Extract to read:
- - - - -
A fly consist of three body parts: head, thorax, abdomen.
One pair of fully developed wings and
hind wings (knob-like structures) which are used to maintain equilibrium.
Adult mouth parts are sponging, lapping, or piercing
All adults look like flies, but some may have a metallic color (blue bottle fly).
Antennae may be difficult to see.
Adult Males and Females
Males and females are hard to tell apart. Females are usually larger and can extend the tip of the abdomen to form an ovipositor which is used to reproduce. Sometimes males have enlarged eyes which meet on top of the head.
Flies feed on decaying meat and feces. Adult flies feed on sugary food of any kind, including nectar and rotting fruit.
Flies live in areas of disposal and wherever animal feces is present. Dead animals attract flies within hours after death. Most flies are diurnal.
Many birds, bats, spiders, and insects such as dragonflies eat the adults. Predatory and parasitic insects eat the larvae.
Impact on the Ecosystem
Flies and other insects, such as burying beetles, are very important in consuming and eliminating dead bodies of animals. Flies are also essential in the conversion of feces and decaying vegetation to soil. Flies serve as prey to many other animals. Some flies aid in pollination.
Because of their habits of being attracted to feces and decaying meat, flies have been implicated in transmission of disease such as dysentery, typhoid fever, and cholera.
- - - - -
Excerpted data:
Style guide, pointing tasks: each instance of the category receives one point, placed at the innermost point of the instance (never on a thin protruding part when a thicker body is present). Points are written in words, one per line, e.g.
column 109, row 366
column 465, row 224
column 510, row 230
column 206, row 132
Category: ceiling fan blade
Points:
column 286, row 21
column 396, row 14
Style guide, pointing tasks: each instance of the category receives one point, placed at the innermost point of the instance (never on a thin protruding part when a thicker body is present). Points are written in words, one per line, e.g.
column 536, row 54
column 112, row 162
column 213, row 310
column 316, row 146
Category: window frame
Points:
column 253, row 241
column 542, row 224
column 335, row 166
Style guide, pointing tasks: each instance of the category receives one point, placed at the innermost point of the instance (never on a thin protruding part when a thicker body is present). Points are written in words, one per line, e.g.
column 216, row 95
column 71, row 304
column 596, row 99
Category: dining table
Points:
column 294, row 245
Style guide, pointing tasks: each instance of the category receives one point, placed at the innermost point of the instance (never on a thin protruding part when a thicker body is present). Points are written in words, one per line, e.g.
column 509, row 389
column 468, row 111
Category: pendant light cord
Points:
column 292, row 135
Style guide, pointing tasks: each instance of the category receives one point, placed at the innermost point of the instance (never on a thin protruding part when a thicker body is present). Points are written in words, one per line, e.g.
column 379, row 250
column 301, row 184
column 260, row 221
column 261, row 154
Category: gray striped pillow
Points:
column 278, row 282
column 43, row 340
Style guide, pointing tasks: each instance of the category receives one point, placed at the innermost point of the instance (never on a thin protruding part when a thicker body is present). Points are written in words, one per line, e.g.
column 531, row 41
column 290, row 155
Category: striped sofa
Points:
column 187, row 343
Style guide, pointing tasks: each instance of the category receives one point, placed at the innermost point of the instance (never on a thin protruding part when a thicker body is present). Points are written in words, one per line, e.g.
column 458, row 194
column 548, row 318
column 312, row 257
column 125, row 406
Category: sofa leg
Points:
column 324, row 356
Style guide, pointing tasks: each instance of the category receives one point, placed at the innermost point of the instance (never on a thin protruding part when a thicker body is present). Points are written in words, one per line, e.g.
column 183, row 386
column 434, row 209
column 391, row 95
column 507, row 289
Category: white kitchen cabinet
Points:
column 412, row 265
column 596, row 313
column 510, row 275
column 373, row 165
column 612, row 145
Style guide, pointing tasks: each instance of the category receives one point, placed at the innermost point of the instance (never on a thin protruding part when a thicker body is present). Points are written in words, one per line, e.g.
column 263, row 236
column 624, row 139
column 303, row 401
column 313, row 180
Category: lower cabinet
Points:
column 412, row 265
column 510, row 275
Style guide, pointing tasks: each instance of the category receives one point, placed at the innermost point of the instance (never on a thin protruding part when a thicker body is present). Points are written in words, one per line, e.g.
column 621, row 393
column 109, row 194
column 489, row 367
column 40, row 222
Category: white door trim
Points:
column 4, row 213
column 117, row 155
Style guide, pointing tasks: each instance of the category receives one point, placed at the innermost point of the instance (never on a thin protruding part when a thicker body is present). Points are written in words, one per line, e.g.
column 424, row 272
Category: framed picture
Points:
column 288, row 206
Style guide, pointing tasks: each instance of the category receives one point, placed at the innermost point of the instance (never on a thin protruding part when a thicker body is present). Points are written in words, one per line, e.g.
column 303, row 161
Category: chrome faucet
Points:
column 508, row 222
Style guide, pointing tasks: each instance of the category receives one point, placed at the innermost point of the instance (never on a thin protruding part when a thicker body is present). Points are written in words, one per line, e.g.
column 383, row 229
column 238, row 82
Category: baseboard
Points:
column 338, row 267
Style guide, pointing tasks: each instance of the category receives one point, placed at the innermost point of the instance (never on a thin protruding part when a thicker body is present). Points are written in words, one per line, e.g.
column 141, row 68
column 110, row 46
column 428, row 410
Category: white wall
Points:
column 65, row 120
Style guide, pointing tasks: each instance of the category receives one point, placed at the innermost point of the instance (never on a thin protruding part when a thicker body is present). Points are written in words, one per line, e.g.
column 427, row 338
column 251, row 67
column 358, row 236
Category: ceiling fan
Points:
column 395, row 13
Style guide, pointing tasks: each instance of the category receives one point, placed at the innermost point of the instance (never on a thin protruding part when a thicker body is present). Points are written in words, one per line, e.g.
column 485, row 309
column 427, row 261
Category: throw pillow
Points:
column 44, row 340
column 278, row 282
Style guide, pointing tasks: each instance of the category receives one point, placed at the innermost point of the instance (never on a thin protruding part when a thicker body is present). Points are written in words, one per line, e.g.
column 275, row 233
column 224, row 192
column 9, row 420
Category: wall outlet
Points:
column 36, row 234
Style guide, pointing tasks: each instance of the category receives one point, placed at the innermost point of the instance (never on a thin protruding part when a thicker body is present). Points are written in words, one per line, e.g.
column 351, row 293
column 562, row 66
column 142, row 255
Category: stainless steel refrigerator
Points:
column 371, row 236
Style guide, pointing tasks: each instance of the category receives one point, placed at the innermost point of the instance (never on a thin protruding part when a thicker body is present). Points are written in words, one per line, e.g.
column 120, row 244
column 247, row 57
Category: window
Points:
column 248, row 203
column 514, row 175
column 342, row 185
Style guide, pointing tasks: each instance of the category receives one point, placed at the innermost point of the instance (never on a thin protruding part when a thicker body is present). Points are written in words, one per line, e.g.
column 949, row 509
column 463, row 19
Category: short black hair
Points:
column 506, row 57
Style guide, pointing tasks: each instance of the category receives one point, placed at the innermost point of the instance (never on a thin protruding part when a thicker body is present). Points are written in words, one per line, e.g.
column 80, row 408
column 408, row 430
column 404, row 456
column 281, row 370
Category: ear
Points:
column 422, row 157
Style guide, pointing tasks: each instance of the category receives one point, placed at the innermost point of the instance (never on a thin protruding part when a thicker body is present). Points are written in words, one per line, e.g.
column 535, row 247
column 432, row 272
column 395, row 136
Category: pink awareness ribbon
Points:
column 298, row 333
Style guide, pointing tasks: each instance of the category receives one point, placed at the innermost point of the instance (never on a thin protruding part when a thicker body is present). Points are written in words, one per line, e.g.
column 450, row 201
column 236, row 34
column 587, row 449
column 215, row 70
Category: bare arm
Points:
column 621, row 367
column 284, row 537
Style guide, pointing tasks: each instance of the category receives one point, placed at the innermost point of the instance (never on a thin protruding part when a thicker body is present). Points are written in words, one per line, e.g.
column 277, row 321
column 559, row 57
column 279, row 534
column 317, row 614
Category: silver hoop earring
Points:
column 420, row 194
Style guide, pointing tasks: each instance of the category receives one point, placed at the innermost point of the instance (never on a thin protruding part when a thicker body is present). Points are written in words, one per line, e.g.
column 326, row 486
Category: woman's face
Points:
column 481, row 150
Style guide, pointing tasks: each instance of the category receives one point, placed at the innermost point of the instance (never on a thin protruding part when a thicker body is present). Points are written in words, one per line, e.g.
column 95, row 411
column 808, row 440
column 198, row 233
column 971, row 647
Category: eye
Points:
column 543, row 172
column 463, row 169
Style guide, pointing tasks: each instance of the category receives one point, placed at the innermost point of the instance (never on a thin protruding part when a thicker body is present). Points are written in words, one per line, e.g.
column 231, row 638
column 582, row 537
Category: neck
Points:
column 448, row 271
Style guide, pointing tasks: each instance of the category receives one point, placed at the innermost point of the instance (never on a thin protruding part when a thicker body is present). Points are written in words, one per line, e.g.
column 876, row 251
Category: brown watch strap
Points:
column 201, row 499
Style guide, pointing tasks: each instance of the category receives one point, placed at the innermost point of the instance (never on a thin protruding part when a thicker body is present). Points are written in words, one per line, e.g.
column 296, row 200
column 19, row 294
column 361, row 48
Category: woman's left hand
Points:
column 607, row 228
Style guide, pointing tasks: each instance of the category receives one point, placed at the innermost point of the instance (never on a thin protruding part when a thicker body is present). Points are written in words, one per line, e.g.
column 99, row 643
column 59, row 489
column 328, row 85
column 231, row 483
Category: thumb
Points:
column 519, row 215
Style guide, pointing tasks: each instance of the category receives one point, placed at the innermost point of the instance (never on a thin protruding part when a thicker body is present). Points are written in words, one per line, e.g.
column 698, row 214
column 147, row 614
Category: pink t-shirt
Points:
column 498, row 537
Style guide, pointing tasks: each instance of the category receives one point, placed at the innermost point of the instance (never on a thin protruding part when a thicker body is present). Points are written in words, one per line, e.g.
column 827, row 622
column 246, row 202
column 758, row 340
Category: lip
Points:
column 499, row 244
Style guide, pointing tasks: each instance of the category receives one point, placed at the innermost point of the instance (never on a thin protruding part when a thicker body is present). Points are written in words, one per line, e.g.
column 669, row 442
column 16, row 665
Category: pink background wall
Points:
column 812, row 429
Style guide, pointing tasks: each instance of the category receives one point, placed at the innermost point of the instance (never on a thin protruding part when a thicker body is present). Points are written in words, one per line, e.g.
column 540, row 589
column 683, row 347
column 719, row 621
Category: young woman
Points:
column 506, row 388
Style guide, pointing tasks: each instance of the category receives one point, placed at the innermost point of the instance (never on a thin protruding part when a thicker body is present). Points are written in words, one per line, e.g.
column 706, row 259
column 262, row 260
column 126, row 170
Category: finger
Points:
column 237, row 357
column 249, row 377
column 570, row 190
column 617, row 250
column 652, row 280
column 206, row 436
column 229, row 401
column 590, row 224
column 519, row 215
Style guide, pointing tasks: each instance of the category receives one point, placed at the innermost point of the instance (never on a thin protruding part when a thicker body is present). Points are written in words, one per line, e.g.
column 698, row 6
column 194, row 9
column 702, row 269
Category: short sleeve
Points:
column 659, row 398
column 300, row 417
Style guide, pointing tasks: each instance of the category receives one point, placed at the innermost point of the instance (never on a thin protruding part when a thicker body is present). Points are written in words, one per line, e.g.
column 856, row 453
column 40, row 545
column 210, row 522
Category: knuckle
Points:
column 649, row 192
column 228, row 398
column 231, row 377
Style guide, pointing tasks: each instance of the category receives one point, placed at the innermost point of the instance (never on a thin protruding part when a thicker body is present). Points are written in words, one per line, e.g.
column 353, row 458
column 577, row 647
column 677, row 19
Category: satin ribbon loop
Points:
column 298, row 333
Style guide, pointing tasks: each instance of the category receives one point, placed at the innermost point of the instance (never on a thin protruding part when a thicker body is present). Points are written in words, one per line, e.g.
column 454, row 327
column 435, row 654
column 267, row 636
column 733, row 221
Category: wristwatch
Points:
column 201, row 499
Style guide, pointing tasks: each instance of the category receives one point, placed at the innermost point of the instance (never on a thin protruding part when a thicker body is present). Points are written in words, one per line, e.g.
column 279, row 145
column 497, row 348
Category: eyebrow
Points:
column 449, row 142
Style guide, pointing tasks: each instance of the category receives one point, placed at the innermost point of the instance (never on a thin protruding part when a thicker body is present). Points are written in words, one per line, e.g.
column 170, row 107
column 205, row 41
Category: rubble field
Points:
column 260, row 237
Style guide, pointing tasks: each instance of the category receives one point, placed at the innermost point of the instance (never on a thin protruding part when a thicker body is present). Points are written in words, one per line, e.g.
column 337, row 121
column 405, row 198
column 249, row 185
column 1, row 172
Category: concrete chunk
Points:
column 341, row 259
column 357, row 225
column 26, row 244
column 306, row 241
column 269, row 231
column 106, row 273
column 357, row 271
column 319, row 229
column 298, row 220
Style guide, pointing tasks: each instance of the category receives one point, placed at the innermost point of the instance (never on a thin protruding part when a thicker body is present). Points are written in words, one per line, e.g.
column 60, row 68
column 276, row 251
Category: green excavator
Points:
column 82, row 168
- - - - -
Your goal:
Answer these questions using the text about flies.
1. What sort of food do adult flies eat?
2. What eats fly larvae?
3. Which diseases have flies been implicated in spreading?

Solution for this exercise:
1. Sugary food of any kind, including nectar and rotting fruit.
2. Predatory and parasitic insects.
3. Dysentery, typhoid fever, and cholera.